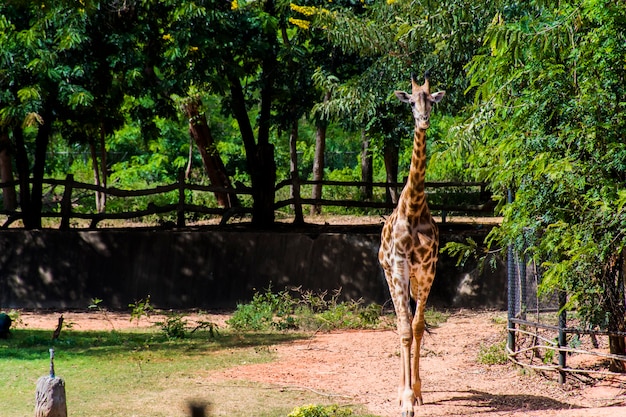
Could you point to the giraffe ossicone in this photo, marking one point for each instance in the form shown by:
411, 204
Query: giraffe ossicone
409, 249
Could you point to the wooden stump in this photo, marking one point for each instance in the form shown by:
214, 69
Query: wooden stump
50, 397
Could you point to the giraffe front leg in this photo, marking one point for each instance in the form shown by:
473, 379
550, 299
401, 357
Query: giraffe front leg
418, 326
405, 391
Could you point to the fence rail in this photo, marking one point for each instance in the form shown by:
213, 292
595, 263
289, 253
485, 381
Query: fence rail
183, 208
539, 336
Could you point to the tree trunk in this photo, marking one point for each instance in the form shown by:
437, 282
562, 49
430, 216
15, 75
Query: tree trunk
213, 164
22, 165
617, 320
50, 397
9, 196
103, 168
41, 147
295, 177
318, 164
96, 174
367, 170
391, 168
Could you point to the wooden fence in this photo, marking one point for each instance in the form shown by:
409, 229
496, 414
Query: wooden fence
481, 205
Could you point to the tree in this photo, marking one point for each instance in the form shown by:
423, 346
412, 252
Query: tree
548, 122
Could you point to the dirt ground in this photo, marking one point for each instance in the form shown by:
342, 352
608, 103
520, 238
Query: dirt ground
361, 367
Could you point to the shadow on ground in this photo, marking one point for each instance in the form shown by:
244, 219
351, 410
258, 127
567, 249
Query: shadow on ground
483, 401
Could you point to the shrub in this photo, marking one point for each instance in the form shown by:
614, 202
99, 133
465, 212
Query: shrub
320, 411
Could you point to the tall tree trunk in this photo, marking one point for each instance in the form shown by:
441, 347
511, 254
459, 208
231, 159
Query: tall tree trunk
96, 173
213, 164
295, 177
103, 167
617, 319
264, 179
23, 172
9, 196
367, 170
318, 164
259, 158
391, 168
41, 147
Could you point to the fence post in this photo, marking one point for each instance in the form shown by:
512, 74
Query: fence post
295, 193
180, 210
66, 203
511, 291
562, 335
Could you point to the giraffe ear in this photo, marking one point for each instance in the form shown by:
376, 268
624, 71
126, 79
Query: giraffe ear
436, 97
402, 96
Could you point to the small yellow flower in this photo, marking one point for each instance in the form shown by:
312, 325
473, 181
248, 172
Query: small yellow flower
302, 24
305, 10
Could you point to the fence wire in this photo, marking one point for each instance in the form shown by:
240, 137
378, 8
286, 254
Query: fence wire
542, 335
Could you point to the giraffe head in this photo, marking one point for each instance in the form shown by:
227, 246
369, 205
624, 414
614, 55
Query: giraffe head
421, 101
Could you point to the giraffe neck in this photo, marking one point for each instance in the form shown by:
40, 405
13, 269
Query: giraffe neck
417, 171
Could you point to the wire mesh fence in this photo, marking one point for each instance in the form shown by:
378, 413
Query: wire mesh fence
543, 335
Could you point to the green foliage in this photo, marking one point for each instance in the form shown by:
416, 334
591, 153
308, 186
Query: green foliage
548, 123
282, 311
174, 326
141, 308
320, 411
267, 310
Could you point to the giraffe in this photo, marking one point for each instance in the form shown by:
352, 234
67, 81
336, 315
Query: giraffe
409, 249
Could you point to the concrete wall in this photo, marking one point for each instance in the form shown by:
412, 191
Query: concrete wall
213, 268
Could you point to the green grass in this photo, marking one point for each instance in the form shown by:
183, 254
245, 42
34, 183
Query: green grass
143, 373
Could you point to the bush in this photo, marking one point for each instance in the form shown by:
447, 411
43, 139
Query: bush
320, 411
266, 310
308, 311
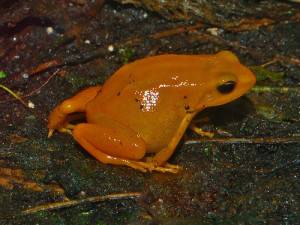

• • •

Arrange everything from the line containing "Could you point to the bush" down to the end of the records above as a numbered list, leaving out blank lines and any pictures.

◆ SOLUTION BELOW:
1. Could you point to the bush in this photo, marking one point for each instance in the form shown by:
2. 447, 411
3. 43, 139
4. Query: bush
5. 320, 411
6. 266, 310
7. 308, 311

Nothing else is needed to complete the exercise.